- EXERCISE -
Begin with the line where "# indicate a point on every instance of the paper" appears. Set down that line and the rest of the records below it exactly as given.

- GIVEN ENTRIES -
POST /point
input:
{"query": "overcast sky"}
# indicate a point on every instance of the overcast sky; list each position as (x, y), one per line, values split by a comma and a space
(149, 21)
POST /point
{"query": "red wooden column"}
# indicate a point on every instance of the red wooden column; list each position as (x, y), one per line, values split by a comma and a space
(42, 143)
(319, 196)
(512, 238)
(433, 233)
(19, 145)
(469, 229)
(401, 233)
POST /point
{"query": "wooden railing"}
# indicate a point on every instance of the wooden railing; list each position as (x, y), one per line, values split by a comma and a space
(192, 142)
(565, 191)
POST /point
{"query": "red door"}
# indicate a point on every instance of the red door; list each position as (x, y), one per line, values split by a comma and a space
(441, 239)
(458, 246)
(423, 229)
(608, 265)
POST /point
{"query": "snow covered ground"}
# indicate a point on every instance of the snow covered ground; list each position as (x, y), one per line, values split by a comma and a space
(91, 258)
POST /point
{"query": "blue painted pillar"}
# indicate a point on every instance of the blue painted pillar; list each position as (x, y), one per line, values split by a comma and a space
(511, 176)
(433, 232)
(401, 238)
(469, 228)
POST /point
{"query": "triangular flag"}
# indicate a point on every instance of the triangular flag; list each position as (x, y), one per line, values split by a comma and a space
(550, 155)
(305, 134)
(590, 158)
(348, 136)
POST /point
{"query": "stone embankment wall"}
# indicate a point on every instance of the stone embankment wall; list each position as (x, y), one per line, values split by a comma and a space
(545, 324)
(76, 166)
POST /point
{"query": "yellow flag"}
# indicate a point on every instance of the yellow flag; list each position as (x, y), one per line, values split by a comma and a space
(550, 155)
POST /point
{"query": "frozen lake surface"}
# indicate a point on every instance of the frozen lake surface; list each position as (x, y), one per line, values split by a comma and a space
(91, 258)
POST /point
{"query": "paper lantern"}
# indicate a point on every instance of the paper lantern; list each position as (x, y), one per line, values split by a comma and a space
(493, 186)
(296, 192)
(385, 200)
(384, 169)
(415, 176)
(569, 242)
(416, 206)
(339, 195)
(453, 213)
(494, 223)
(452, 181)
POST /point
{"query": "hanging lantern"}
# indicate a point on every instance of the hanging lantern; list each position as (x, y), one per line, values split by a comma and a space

- TASK ANSWER -
# indicate a point on every instance of the paper lantern; list each position as (x, y), one per line, values split by a comma and a space
(493, 186)
(296, 192)
(385, 200)
(384, 169)
(415, 176)
(569, 242)
(416, 206)
(339, 195)
(453, 213)
(494, 223)
(452, 181)
POST /point
{"query": "hanging lantern"}
# indicate a point on every instance of the hanging lantern; list each position as (x, y), one per line, values split by a comma and a space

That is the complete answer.